Exercise requirements :: Return every line of the records below unchanged, character for character.

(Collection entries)
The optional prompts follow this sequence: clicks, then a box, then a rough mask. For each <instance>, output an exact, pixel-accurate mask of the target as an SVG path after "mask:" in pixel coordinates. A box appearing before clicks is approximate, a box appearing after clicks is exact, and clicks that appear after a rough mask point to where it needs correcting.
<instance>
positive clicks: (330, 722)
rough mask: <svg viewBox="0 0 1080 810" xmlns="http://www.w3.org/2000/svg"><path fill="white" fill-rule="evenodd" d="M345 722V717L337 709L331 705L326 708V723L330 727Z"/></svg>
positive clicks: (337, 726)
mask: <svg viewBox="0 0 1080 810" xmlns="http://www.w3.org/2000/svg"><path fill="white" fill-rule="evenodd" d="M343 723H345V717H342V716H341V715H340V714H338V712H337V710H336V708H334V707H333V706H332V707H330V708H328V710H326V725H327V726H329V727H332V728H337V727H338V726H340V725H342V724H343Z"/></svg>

Finished task ::
The optional prompts follow this sequence: clicks, then a box, then a rough mask. For each <instance>, output an exact, pixel-accurate mask of the target as an SVG path after "mask:" in pixel coordinates. A box appearing before clicks is approximate, a box appearing after clicks is exact, and clicks that appear after a rough mask point to where it needs correcting.
<instance>
positive clicks: (330, 722)
rough mask: <svg viewBox="0 0 1080 810" xmlns="http://www.w3.org/2000/svg"><path fill="white" fill-rule="evenodd" d="M345 722V717L337 709L331 705L326 708V723L330 727Z"/></svg>
positive clicks: (337, 726)
mask: <svg viewBox="0 0 1080 810" xmlns="http://www.w3.org/2000/svg"><path fill="white" fill-rule="evenodd" d="M343 723H345V717H342V716H341V715H340V714H338V712H337V710H336V708H334V707H333V706H332V707H330V708H328V710H326V725H327V726H329V727H332V728H337V727H338V726H340V725H342V724H343Z"/></svg>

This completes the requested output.